WHAT YOU NEED TO DO. Write each of the records out again exactly.

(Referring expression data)

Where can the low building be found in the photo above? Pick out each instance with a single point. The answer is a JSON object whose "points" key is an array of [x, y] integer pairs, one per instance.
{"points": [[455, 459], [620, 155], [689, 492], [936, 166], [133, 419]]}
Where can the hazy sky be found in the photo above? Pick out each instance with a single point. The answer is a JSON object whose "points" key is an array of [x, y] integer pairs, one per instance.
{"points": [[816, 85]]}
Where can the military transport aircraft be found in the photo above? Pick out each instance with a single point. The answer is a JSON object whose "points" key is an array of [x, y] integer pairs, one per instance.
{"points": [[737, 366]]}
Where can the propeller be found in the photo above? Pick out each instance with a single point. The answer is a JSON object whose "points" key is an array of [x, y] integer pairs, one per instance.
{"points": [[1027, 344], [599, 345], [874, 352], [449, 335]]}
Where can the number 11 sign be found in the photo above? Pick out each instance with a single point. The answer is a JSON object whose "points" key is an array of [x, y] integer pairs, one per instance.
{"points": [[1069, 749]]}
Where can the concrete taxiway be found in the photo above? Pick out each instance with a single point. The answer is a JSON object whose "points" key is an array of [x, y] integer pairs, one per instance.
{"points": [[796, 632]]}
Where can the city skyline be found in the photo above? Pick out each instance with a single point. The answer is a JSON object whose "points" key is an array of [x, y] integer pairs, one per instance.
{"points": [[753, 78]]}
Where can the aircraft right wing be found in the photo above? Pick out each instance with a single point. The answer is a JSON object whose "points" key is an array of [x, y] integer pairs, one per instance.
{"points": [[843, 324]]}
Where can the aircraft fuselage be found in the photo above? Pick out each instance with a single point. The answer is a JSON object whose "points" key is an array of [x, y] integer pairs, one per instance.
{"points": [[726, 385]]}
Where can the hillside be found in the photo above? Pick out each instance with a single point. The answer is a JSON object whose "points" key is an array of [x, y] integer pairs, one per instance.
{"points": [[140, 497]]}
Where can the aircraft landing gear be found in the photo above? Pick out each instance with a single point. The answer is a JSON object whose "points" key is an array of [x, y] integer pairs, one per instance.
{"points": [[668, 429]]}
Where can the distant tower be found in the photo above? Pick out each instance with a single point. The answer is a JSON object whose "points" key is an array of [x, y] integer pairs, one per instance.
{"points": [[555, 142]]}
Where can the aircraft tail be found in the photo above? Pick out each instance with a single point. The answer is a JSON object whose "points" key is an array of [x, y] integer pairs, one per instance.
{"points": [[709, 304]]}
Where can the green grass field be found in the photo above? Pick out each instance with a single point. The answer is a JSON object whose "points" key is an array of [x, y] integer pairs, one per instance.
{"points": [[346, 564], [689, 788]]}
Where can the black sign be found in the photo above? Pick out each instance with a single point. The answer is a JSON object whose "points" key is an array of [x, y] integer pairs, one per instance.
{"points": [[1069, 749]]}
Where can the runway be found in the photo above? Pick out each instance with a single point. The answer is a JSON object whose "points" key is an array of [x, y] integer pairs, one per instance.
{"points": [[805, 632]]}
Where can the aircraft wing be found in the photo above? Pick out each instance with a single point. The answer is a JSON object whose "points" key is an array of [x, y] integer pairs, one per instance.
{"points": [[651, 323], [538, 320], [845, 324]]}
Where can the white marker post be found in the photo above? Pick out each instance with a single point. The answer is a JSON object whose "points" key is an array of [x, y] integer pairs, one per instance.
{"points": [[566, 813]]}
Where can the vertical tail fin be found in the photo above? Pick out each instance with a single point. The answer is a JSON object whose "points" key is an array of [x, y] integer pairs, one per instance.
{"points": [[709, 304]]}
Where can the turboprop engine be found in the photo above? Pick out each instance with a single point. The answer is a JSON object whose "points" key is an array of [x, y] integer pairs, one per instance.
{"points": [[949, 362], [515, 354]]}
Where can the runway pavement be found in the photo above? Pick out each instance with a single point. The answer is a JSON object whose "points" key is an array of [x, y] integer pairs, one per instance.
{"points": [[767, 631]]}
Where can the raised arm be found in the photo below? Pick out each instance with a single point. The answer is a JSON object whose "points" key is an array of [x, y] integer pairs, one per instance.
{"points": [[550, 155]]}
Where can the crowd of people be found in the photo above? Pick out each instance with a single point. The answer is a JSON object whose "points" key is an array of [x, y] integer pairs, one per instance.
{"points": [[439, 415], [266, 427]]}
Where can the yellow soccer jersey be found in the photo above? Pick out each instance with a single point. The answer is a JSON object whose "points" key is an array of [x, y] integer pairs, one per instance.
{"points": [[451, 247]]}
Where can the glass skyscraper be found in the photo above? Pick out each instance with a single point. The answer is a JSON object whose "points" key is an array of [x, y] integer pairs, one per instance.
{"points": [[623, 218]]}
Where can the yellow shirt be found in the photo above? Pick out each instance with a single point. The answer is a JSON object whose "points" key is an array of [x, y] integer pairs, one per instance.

TASK OUTPUT.
Where can the low building be found in the photo above? Pick out each instance with a single point. The answer is a JSON object whose "points" key is an array of [x, y] integer pairs, one per instance.
{"points": [[455, 459], [620, 155], [689, 492], [936, 166], [133, 419]]}
Where can the hazy sky be found in the photo above? Pick out each instance with a single point. The answer is a JSON object whose "points" key is an array of [x, y] integer pairs, one per instance.
{"points": [[816, 85]]}
Where can the military transport aircraft be found in the photo above? Pick out each instance with a single point. The answer is a JSON object whose "points" key is an array of [x, y] integer pairs, one per instance.
{"points": [[737, 366]]}
Where can the propeller be found in the photo above? Pick out each instance with a single point. The answer is a JSON object whose "points" key is an array of [x, y] integer pairs, one per instance.
{"points": [[1027, 344], [599, 345], [874, 352], [449, 335]]}
Where can the number 11 sign be found in the photo above? Pick out each instance with a single point. The answer is a JSON object whose "points" key is an array of [x, y] integer pairs, one per instance.
{"points": [[1069, 749]]}
Where can the concrete taxiway be found in the photo above? Pick out each instance with a single point. The answer is a JSON object whose "points" key is an array of [x, y] integer pairs, one per instance.
{"points": [[796, 632]]}
Where can the city skyline be found in the photo above? Pick out each instance with a single point. The answer is a JSON object whose "points" key is an array of [x, y] integer pairs, one per instance.
{"points": [[753, 78]]}
Where can the aircraft right wing be found in the photo above? Pick out each instance with a single point. The answer is a JSON object whose "points" key is an array of [x, y] integer pairs, one per instance.
{"points": [[843, 324]]}
Where can the aircraft fuselage be found in the photo above? Pick out each instance with a single point. The answer is a JSON object whose "points" key is an array of [x, y] integer pairs, one per instance.
{"points": [[726, 385]]}
Where can the hillside be found in the photo above? Pick out each instance with a single point. The answer is a JSON object whose "points" key is an array of [x, y] integer pairs, one per instance.
{"points": [[140, 497]]}
Where can the aircraft landing gear be found in the photo above? Pick out each instance with a single point. The answer is a JSON object whose "points" key is an array of [x, y] integer pairs, one per instance.
{"points": [[668, 429]]}
Where can the distant tower be found in the photo above? Pick out each instance with a single point. The answer is a JSON object whose "points" key is an array of [x, y] integer pairs, one per instance.
{"points": [[555, 142]]}
Where can the aircraft tail be found in the photo above? Pick out each instance with a single point. The answer is a JSON object whose "points" key is an array of [x, y] integer pairs, one per instance.
{"points": [[709, 304]]}
Where can the green grass field be found in the photo above? Pick out each instance with a single point. The answer is a JSON object whose "points" key is an array of [x, y] integer pairs, one per instance.
{"points": [[346, 564], [689, 788]]}
Where can the black sign be found in the photo above? Pick out each instance with a single point. The answer is a JSON object whose "points" key is an array of [x, y] integer pairs, one per instance.
{"points": [[1069, 749]]}
Where can the runway be found in the photo above? Pick out each instance with a single point. The answer is a JSON object whose "points" key is an array of [x, y] integer pairs, one per instance.
{"points": [[805, 632]]}
Where can the aircraft wing be found in the photo above? Pick out each instance with a single point. The answer is a JSON object whose "points" key is an array of [x, y] integer pairs, one per instance.
{"points": [[651, 323], [538, 320], [845, 324]]}
Where can the white marker post be found in the photo above? Pick out each instance with a single point. The answer is a JSON object whose "points" key is an array of [x, y] integer pairs, one per instance.
{"points": [[566, 813]]}
Where can the vertical tail fin be found in the photo above? Pick out each instance with a single point. The answer is a JSON object whose "points" key is an array of [x, y] integer pairs, one per instance.
{"points": [[709, 304]]}
Where can the turboprop engine be found in the photo above? Pick out each instance with a single point. The answer is a JSON object whose "points" key is an array of [x, y] integer pairs, one per instance.
{"points": [[949, 362], [515, 354]]}
Where can the runway pavement be found in the photo above? Pick out each instance with a single point. The answer is a JSON object whose "points" key is an array of [x, y] integer pairs, one per instance.
{"points": [[767, 631]]}
Where can the raised arm be found in the photo below? Pick out each instance with a single point. The answer is a JSON object whose "points" key is an array of [x, y] integer pairs, one per instance.
{"points": [[550, 155]]}
Where can the crowd of people be found in the photo above? Pick out each instance with a single point. The answer is a JSON object whose "points" key is an array of [x, y] integer pairs, one per instance.
{"points": [[439, 415], [266, 427]]}
Where can the yellow soccer jersey be found in the photo above? Pick out each instance with a single point. The answer is a JSON object whose "points" key is an array of [x, y] integer pairs, one per instance.
{"points": [[451, 247]]}
Where can the glass skyscraper be found in the photo above? Pick out each instance with a single point. The answer is a JSON object whose "points" key is an array of [x, y] integer pairs, one per instance.
{"points": [[623, 218]]}
Where can the yellow shirt be found in the photo above? Pick out each instance with a single point. The answer is a JSON object whose "points" key is an array of [x, y] integer pairs, one per instance.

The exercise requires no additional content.